**READING TEXT**
The capture of the last territory controlled by the Islamic State on March 23 was far from a final victory over the movement, as U.S. commanders and diplomats were careful to emphasize. The jihadists retain thousands of fighters in clandestine cells scattered across Syria and Iraq, as well as affiliates in Afghanistan, Egypt, the Philippines, Libya, Burkina Faso and elsewhere. Nevertheless, the final elimination of a self-declared caliphate that once controlled a territory the size of Britain and ruled over as many as 12 million people is worth celebrating. It represents a victory not just for moderate forces in Syria and Iraq, which did most of the fighting, but for a U.S. military mission that succeeded with a light footprint and relatively low costs.

**PROBLEMS AND TASKS**
a: Rewrite everything in the Islamic State passage from "The capture of" down to "relatively low costs.", changing "jihadists" to "militants".
b: Answer these questions from the Islamic State passage:
(i) On what date was the last territory controlled by the Islamic State captured?
(ii) At most, how many people did the self-declared caliphate rule over?
(iii) Which forces did most of the fighting?
c: Pick up the Islamic State passage after its final sentence and keep writing it.

**DATA LISTING**
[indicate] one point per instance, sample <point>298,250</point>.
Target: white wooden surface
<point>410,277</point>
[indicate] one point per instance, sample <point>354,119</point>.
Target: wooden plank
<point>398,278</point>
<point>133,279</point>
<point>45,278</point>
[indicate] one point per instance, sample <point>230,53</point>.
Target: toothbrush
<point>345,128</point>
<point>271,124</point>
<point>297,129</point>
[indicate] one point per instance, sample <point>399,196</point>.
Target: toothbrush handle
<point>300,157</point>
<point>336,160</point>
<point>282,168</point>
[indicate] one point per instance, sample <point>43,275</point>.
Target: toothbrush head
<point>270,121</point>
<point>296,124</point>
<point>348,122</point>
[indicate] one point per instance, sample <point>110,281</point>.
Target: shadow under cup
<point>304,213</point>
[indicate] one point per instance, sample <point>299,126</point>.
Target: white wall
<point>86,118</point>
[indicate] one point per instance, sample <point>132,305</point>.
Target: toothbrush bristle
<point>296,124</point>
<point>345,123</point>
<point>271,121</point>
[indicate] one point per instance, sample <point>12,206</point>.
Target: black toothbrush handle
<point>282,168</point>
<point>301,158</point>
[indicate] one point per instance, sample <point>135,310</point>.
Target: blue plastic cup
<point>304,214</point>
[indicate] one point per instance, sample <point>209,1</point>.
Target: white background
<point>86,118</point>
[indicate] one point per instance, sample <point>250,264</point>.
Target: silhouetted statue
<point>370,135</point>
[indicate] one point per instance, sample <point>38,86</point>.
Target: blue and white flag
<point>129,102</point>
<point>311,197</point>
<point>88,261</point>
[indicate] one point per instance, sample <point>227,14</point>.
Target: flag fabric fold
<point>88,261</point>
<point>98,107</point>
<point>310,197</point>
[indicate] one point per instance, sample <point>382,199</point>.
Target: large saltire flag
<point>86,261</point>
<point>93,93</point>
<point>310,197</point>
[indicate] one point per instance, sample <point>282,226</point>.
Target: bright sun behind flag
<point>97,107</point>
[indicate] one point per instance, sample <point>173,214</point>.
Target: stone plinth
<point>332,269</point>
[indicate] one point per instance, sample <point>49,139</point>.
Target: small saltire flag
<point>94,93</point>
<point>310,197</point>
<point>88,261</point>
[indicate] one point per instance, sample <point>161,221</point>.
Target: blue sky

--

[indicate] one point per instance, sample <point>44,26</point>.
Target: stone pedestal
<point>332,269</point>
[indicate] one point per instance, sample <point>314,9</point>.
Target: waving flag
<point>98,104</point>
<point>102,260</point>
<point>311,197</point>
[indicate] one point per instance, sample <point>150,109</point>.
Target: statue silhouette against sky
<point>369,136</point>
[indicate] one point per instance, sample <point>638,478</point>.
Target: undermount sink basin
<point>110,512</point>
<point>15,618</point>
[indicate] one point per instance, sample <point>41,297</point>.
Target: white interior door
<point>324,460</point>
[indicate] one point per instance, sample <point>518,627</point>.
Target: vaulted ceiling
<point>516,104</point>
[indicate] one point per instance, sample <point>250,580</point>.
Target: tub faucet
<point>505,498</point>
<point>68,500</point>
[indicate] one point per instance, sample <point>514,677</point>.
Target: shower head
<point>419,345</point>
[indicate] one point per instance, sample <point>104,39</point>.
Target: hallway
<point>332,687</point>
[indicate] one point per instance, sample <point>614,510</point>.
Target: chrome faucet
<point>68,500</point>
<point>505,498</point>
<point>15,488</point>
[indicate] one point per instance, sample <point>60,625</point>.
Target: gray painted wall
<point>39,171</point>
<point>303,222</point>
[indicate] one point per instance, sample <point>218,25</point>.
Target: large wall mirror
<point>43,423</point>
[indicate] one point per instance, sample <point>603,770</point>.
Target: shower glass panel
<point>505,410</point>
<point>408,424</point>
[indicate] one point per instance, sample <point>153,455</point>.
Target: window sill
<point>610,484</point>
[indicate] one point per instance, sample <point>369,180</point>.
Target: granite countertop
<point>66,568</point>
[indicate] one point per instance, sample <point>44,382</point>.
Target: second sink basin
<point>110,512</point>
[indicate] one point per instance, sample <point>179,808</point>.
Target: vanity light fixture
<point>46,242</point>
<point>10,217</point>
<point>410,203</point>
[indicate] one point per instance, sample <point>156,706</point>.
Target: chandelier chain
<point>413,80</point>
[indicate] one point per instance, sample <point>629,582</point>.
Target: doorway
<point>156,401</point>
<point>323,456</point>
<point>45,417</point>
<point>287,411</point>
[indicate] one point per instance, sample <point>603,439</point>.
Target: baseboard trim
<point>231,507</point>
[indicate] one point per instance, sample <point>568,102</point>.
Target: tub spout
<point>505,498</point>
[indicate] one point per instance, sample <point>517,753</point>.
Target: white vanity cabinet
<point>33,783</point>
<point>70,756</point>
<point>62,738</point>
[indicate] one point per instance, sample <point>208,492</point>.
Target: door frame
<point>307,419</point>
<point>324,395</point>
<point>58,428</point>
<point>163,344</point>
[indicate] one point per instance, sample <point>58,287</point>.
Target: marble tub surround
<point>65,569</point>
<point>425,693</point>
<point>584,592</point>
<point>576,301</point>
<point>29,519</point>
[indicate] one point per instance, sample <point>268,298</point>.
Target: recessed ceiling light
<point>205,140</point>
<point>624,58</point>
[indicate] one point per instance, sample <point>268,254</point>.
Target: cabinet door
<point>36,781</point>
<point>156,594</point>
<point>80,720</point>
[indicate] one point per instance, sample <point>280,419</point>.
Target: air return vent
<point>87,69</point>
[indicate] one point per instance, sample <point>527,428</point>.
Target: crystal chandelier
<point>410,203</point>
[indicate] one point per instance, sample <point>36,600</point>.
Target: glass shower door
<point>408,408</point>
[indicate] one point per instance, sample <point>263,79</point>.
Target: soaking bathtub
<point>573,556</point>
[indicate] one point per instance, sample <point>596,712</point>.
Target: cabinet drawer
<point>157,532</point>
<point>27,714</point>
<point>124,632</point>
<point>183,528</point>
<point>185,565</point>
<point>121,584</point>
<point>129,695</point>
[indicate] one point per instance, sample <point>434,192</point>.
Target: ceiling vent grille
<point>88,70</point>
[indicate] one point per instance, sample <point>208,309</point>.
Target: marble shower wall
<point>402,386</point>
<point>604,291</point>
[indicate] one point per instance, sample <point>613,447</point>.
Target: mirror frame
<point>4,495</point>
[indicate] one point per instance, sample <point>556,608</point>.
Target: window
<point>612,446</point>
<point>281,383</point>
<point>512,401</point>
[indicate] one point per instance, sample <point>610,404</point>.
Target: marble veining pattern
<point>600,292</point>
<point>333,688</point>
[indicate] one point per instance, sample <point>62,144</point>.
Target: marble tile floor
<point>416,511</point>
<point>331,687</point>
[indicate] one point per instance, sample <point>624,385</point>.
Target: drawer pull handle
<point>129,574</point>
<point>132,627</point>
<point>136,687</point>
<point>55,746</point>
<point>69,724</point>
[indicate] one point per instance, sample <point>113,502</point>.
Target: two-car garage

**RESPONSES**
a:
The capture of the last territory controlled by the Islamic State on March 23 was far from a final victory over the movement, as U.S. commanders and diplomats were careful to emphasize. The militants retain thousands of fighters in clandestine cells scattered across Syria and Iraq, as well as affiliates in Afghanistan, Egypt, the Philippines, Libya, Burkina Faso and elsewhere. Nevertheless, the final elimination of a self-declared caliphate that once controlled a territory the size of Britain and ruled over as many as 12 million people is worth celebrating. It represents a victory not just for moderate forces in Syria and Iraq, which did most of the fighting, but for a U.S. military mission that succeeded with a light footprint and relatively low costs.

b:
(i) March 23
(ii) As many as 12 million
(iii) Moderate forces in Syria and Iraq

c:
The rapid advance of Islamic State forces across Iraq in the summer of 2014 forced President Barack Obama to reverse his premature withdrawal of U.S. troops from the country. But the campaign that then unfolded in Iraq and later in Syria was dramatically different from the previous, troop-heavy wars in Iraq and Afghanistan. U.S. strategy was to partner with local forces that would take the lead on the ground, including elite elements of the Iraqi army and Kurdish-led forces in northern Iraq and eastern Syria. American troops in Iraq and Syria, mostly Special Operations forces and trainers, numbered in the single-digit thousands.